::: DATASET EXCERPTS
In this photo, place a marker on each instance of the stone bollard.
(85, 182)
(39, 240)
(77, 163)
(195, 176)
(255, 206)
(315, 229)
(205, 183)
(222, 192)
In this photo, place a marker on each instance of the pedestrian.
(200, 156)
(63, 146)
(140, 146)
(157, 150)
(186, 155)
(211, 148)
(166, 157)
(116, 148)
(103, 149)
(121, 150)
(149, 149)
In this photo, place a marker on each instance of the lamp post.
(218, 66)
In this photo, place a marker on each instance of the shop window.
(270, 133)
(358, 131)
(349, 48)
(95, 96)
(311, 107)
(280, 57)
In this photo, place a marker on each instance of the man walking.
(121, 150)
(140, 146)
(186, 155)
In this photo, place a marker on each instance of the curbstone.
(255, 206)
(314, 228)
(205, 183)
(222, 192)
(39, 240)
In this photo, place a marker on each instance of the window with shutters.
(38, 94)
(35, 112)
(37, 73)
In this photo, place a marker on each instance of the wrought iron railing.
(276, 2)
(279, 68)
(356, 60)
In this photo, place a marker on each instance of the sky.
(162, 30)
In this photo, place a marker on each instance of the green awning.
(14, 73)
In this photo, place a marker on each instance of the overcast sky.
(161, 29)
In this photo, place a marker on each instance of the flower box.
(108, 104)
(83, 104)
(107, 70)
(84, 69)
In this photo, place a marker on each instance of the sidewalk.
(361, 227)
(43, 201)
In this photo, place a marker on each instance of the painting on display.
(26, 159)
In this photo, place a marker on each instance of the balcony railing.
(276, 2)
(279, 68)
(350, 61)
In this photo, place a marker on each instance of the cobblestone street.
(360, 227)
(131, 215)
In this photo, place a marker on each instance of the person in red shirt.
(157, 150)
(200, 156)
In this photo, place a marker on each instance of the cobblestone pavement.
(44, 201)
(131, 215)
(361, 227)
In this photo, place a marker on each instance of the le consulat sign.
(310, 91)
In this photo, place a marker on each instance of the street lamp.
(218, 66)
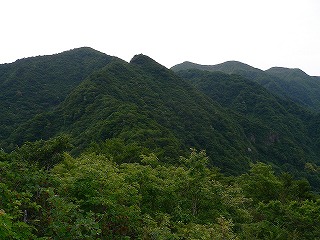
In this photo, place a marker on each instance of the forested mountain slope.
(34, 85)
(144, 103)
(279, 129)
(111, 158)
(287, 83)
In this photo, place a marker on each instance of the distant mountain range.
(287, 83)
(237, 113)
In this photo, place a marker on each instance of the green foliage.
(35, 85)
(277, 129)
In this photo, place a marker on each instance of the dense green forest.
(287, 83)
(93, 147)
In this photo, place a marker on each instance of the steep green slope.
(299, 86)
(277, 128)
(34, 85)
(287, 83)
(142, 102)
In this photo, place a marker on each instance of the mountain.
(278, 129)
(142, 102)
(34, 85)
(301, 87)
(287, 83)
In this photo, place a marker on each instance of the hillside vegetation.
(293, 84)
(93, 147)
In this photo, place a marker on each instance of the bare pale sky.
(261, 33)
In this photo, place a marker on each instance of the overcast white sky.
(261, 33)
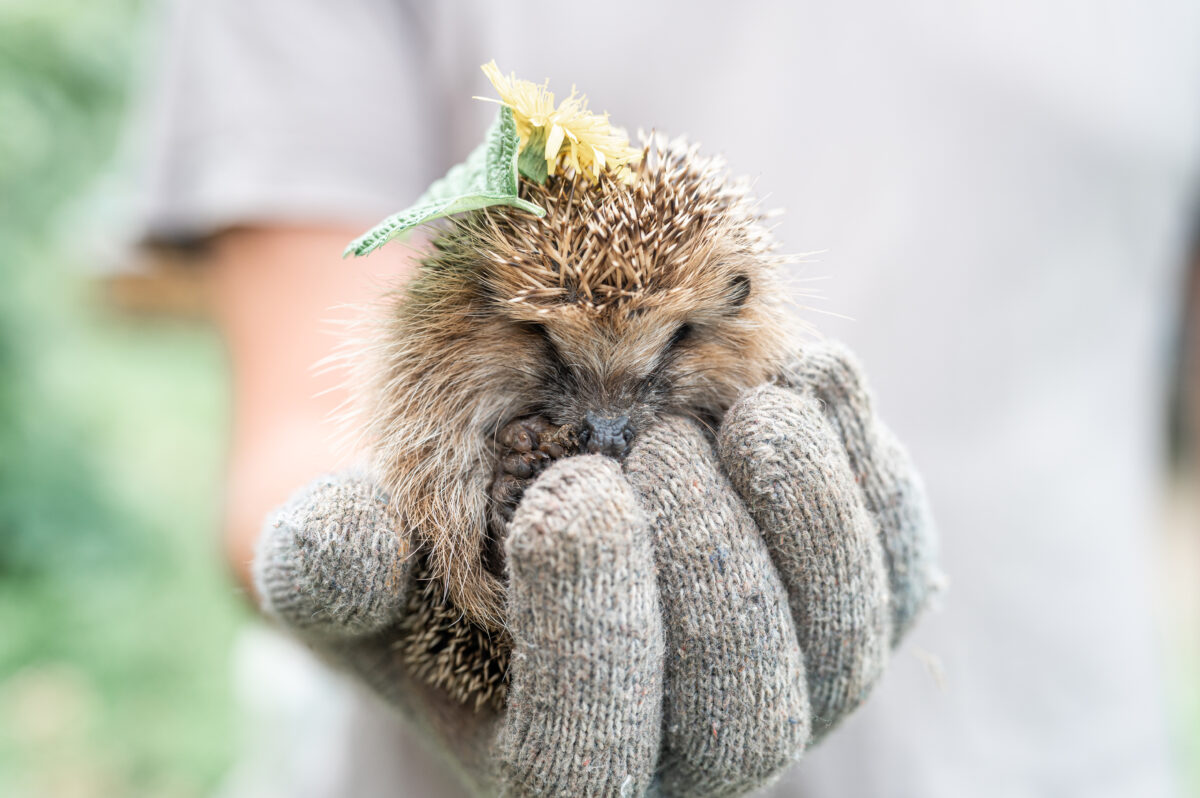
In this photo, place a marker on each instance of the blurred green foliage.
(115, 615)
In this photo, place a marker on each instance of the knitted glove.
(685, 623)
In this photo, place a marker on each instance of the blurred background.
(118, 611)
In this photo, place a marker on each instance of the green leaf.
(489, 177)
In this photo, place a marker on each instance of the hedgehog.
(522, 340)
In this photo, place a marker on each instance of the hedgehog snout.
(606, 433)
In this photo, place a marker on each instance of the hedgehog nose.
(606, 433)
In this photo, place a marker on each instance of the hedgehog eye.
(535, 328)
(682, 334)
(739, 291)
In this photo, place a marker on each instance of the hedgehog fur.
(654, 294)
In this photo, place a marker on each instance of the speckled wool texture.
(684, 624)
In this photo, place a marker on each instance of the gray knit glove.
(687, 623)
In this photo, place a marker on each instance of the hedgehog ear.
(738, 291)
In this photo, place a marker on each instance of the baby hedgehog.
(521, 340)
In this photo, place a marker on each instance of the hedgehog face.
(629, 300)
(610, 373)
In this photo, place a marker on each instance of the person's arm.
(276, 293)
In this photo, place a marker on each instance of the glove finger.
(892, 489)
(585, 702)
(790, 468)
(329, 562)
(736, 708)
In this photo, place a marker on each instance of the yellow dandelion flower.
(575, 138)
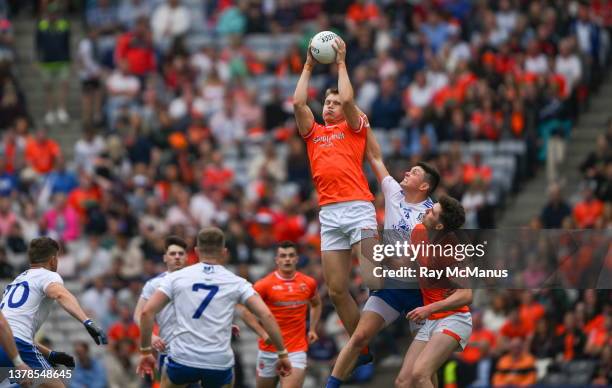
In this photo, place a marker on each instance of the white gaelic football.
(321, 47)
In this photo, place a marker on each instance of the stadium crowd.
(188, 122)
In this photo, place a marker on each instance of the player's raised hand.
(312, 337)
(158, 344)
(340, 48)
(146, 365)
(283, 366)
(61, 358)
(95, 332)
(419, 314)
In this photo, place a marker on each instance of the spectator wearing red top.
(42, 152)
(587, 211)
(125, 328)
(136, 48)
(513, 328)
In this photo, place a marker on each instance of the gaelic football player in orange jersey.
(448, 323)
(289, 294)
(336, 152)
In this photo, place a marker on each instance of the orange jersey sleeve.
(431, 292)
(289, 301)
(336, 154)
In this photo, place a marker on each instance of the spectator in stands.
(6, 269)
(122, 88)
(556, 210)
(53, 55)
(594, 163)
(517, 368)
(91, 74)
(589, 209)
(170, 21)
(132, 10)
(124, 329)
(42, 153)
(88, 372)
(120, 364)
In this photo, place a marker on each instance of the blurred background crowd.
(186, 121)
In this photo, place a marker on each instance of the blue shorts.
(390, 303)
(181, 374)
(29, 354)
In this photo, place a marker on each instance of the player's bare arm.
(457, 299)
(156, 341)
(352, 114)
(71, 305)
(147, 318)
(303, 115)
(252, 322)
(258, 307)
(374, 156)
(316, 307)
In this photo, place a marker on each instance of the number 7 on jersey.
(201, 286)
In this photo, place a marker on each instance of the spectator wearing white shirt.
(170, 21)
(87, 149)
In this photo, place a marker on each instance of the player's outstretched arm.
(374, 156)
(71, 305)
(303, 115)
(252, 322)
(258, 307)
(316, 308)
(459, 298)
(352, 114)
(55, 358)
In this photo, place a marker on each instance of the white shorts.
(266, 362)
(458, 326)
(346, 223)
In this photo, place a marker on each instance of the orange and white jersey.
(289, 301)
(336, 154)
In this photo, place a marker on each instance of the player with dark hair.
(289, 294)
(27, 302)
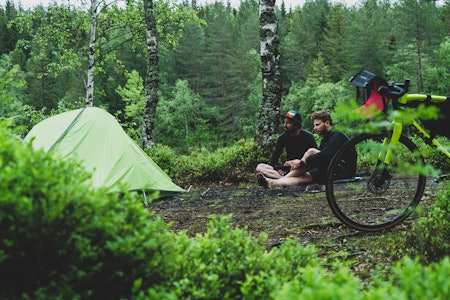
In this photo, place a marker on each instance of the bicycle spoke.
(381, 195)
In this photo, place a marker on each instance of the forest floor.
(286, 213)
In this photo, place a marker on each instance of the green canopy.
(95, 137)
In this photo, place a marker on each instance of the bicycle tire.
(370, 200)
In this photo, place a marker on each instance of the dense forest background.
(209, 61)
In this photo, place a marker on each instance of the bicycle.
(385, 187)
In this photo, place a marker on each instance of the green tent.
(95, 137)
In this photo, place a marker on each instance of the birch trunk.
(269, 116)
(151, 77)
(91, 60)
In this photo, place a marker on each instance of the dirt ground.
(288, 213)
(279, 212)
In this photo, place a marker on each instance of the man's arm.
(277, 152)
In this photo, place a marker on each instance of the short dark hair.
(322, 115)
(295, 116)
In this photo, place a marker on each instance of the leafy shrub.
(231, 164)
(431, 237)
(60, 238)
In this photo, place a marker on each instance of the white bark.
(93, 10)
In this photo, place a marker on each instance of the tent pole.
(145, 199)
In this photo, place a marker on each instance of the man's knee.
(261, 167)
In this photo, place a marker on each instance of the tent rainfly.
(94, 137)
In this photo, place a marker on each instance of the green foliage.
(430, 239)
(230, 164)
(62, 239)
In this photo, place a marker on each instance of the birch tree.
(151, 76)
(271, 77)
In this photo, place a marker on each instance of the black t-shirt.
(295, 146)
(330, 144)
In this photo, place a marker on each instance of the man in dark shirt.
(312, 167)
(294, 140)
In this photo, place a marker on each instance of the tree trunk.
(269, 116)
(151, 77)
(91, 60)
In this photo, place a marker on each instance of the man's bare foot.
(263, 181)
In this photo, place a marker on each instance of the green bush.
(61, 238)
(431, 237)
(230, 164)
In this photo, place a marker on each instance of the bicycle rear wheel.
(376, 196)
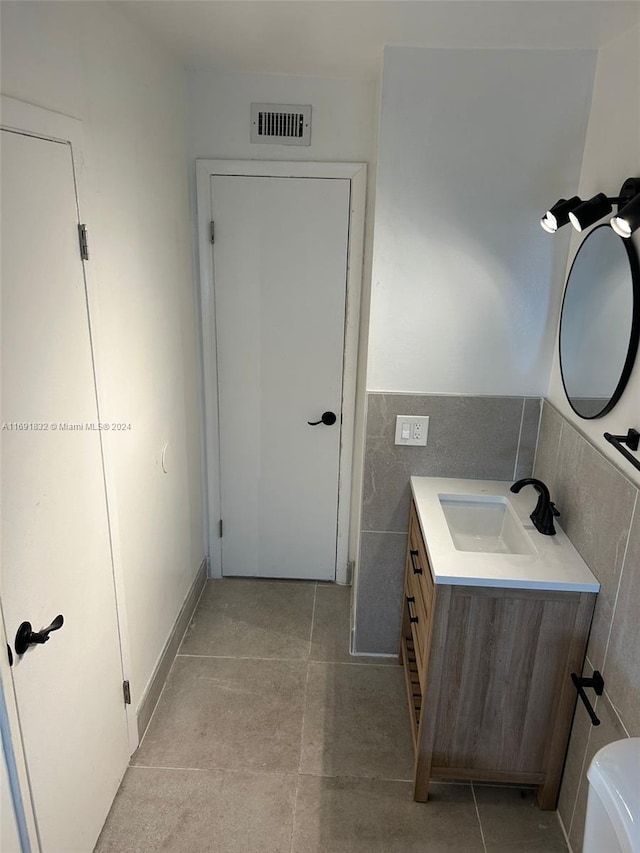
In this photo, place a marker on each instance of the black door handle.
(328, 419)
(26, 637)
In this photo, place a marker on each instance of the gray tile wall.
(492, 438)
(600, 513)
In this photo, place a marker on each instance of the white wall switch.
(411, 430)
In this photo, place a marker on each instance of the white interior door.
(280, 272)
(55, 536)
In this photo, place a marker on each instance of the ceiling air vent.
(284, 124)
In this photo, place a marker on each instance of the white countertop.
(555, 564)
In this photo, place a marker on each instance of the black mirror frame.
(634, 266)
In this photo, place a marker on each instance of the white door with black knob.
(57, 584)
(280, 275)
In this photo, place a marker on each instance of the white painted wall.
(344, 129)
(86, 60)
(611, 154)
(474, 146)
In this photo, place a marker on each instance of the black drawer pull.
(411, 600)
(416, 569)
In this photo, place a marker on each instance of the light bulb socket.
(558, 215)
(589, 212)
(627, 219)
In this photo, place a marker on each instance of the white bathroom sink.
(485, 524)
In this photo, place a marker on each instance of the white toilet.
(613, 806)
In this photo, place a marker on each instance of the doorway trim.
(22, 117)
(356, 174)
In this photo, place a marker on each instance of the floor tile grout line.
(250, 770)
(295, 810)
(304, 715)
(173, 663)
(475, 802)
(389, 665)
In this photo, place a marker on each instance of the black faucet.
(542, 516)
::::::
YOUR ASSIGNMENT
Your task is to transcribe exactly the lines from the one with "the doorway trim." through the end of the data, both included, and nothing besides.

RESPONSE
In this photo, place a marker on each instance of the doorway trim.
(22, 117)
(356, 174)
In this photo, place a marker on each instance of the floor tile grout line.
(250, 770)
(295, 810)
(304, 715)
(173, 663)
(475, 802)
(389, 665)
In this photo, place a marker on each instance of the black faucet.
(542, 516)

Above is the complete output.